Aim of the exercise: Beginning with the line that mentions "If you could pick out the red", reproduce every line through the last line of the entries, exactly, and only those.

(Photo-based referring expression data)

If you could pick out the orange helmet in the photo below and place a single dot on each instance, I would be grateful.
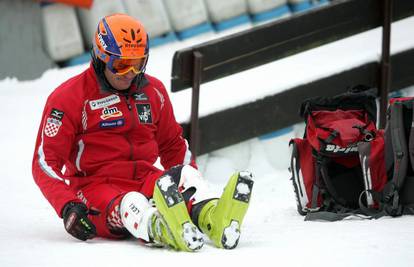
(121, 42)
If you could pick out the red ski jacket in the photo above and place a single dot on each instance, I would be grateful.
(89, 136)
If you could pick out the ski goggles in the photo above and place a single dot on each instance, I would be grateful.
(122, 66)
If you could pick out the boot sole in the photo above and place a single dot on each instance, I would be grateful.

Answer for the task:
If you could pick out the red ski jacket in the photo above and place a single dot on each instance, I would be grateful.
(89, 136)
If you could pick out the ski goggles in the photo above and place a single dot on each instance, I would be grateful.
(122, 66)
If you could pick out the boot sole in the photo above and place a single dot on each instance, I would be grateful.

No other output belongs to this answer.